Task instructions
• A. In the case summary, write out the part starting at "M/s. Whirlpool of" and ending at "for the Respondent.", substituting "High Court of Punjab and Haryana" for each occurrence of "Punjab and Haryana High Court".
• B. Answer these questions from the case summary:
(i) Which Act does the summary cite?
(ii) Who appeared as advocate for the respondent?
(iii) How often was the production incentive paid?

[Start of Passage to read]

M/s. Whirlpool of India Ltd. Vs. Employees’ State Insurance Corporation
(From the Judgment and Order dated 23.7.98 of the Punjab and Haryana High Court in L.P.A.No.297 of 1998)
(Arising out of SLP(C) No. 4029 of 1999)
(From the Judgment and Order dated 23.7.98 of the Punjab and Haryana High Court in L.P.A.No.297 of 1998)
(Arising out of SLP(C) No. 4029 of 1999)
Mr. V.J. Francis, Advocate for the Respondent.
Employees’ State Insurance Act,1948
Section 2(22) – “Wages” – Production incentive, paid quarterly – If “wages” – Effects of payments made quarterly – Payments made under a “scheme”. Held that such incentive does not fall within the definition of “wages”. Case law discussed. Wellman’s and Modella Woollens cases distinguished.

[End of Passage to read]
[Start of Material provided]

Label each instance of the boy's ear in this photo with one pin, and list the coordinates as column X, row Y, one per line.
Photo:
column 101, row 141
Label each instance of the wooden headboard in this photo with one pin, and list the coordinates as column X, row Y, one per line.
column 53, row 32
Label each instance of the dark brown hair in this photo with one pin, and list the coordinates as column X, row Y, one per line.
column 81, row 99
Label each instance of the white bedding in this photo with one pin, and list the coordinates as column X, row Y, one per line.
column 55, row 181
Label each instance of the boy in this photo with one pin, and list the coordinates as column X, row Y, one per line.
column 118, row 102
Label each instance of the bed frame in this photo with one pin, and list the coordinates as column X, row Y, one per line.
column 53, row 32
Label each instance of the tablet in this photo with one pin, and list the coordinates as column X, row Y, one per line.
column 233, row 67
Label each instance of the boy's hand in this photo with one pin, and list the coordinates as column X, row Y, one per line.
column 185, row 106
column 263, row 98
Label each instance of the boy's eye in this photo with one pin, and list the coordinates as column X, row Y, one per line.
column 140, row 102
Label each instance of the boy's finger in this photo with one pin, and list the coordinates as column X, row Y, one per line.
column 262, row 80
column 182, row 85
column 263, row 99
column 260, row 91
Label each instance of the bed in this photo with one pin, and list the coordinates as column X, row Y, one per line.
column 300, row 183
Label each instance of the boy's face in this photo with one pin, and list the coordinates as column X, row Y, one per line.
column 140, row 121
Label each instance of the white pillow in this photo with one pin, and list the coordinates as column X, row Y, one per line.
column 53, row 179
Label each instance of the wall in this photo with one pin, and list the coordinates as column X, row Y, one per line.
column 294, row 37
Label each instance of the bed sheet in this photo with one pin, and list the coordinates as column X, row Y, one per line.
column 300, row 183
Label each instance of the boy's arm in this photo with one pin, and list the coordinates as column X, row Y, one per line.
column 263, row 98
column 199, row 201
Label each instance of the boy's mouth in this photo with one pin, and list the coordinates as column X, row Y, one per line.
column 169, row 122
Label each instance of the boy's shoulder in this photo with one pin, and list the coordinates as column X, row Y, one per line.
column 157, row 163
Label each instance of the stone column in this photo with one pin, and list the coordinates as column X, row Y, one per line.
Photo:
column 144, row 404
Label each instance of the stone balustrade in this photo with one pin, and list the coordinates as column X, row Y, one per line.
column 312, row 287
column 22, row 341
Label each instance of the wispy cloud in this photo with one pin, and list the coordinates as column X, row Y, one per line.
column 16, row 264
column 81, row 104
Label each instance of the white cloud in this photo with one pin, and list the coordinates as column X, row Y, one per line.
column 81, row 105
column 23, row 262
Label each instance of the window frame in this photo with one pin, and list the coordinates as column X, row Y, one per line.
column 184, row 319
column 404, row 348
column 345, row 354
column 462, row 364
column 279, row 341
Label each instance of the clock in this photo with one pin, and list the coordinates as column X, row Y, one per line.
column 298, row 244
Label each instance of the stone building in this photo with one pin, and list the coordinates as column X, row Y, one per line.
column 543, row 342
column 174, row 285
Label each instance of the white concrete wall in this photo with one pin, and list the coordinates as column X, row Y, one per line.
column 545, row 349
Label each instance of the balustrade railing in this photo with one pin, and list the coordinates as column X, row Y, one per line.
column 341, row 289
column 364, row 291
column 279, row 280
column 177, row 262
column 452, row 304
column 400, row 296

[End of Material provided]

Results
• A.
M/s. Whirlpool of India Ltd. Vs. Employees’ State Insurance Corporation
(From the Judgment and Order dated 23.7.98 of the High Court of Punjab and Haryana in L.P.A.No.297 of 1998)
(Arising out of SLP(C) No. 4029 of 1999)
(From the Judgment and Order dated 23.7.98 of the High Court of Punjab and Haryana in L.P.A.No.297 of 1998)
(Arising out of SLP(C) No. 4029 of 1999)
Mr. V.J. Francis, Advocate for the Respondent.

• B.
(i) The Employees' State Insurance Act, 1948.
(ii) Mr. V.J. Francis.
(iii) Quarterly.